Work to be completed | Rewrite the listing below with every "mustache" swapped for "beard" and everything else left as is. Omit the pictures from your answer.

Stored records
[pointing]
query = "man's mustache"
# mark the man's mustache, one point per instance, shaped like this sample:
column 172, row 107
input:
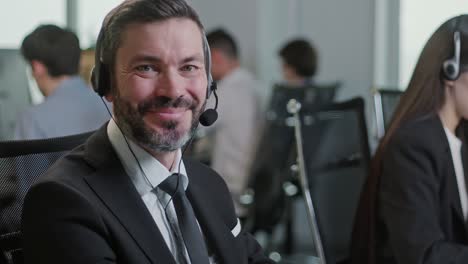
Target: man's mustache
column 165, row 102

Exercise response |
[pointing]
query = "man's beard"
# mark the man's beard, one point per instance, shaped like this sample:
column 172, row 107
input:
Target: man's beard
column 165, row 102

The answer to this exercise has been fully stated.